#### [WHAT THE TASK ASKS]
Starting from the first line below, count every line holding the word "ford", then state the total alone.

#### [DATA RECORDS]
━━━━━━━━━━━━━━━━
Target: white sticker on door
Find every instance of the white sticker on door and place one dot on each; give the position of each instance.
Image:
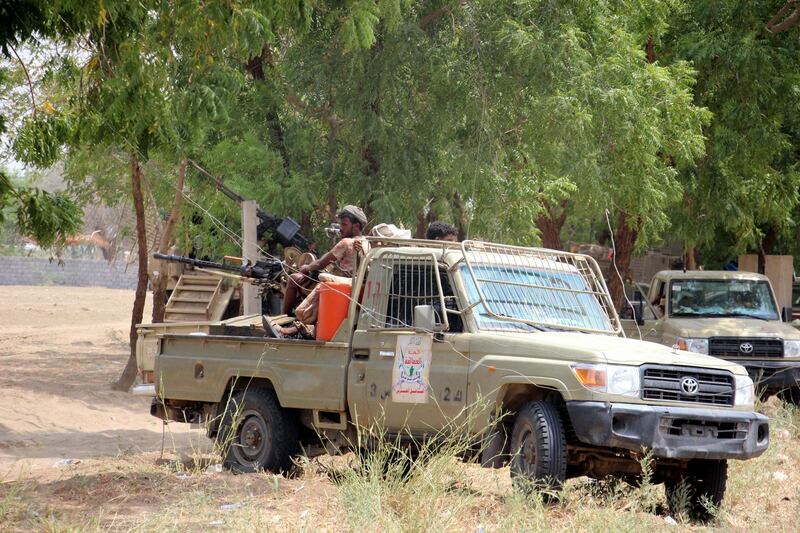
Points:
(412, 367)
━━━━━━━━━━━━━━━━
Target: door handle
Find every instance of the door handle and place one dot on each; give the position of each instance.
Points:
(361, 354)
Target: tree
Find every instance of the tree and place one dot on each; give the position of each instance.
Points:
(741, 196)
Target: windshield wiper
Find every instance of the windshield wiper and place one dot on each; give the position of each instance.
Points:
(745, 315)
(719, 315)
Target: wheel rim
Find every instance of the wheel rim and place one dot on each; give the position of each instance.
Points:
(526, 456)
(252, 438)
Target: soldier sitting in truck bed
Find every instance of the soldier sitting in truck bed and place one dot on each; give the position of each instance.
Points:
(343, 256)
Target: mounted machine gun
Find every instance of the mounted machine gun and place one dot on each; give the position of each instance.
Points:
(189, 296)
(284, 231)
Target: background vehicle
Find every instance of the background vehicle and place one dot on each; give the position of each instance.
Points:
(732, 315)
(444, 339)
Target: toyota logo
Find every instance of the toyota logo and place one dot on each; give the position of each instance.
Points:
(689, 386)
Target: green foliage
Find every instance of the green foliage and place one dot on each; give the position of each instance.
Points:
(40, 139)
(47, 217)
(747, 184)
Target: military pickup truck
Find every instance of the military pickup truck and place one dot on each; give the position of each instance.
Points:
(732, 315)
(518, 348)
━━━━━━━━━━━━━━━━
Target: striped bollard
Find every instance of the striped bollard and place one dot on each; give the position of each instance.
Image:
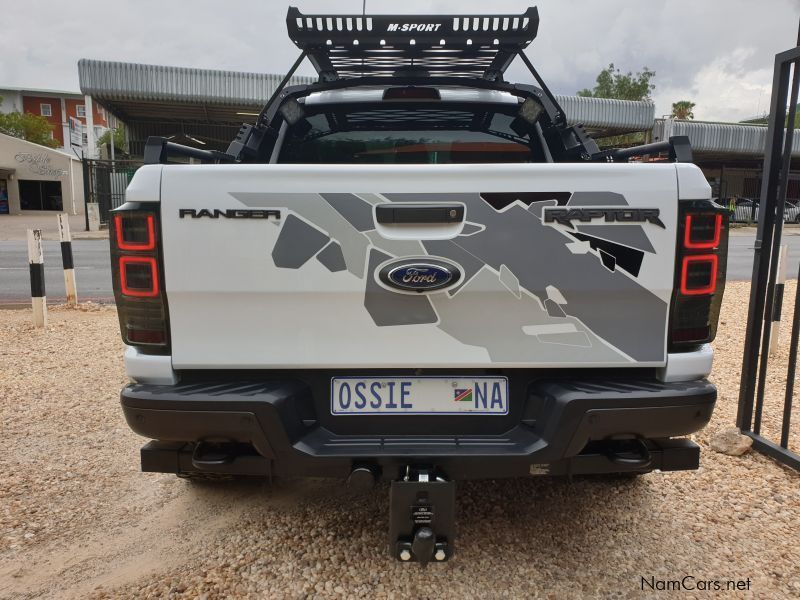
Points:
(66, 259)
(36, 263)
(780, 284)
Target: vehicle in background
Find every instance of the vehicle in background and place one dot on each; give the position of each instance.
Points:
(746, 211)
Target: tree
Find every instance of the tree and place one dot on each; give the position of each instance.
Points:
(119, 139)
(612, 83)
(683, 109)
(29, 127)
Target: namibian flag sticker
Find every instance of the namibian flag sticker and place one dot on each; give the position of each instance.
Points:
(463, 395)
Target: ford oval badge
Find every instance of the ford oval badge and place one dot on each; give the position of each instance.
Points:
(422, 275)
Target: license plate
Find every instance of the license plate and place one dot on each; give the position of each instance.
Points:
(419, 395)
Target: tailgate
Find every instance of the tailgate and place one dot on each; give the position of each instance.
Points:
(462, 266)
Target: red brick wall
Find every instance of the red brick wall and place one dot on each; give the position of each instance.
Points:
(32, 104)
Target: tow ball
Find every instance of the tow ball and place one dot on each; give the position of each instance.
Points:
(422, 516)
━━━━━━━━━━━━━━━━
#### [RESPONSE]
2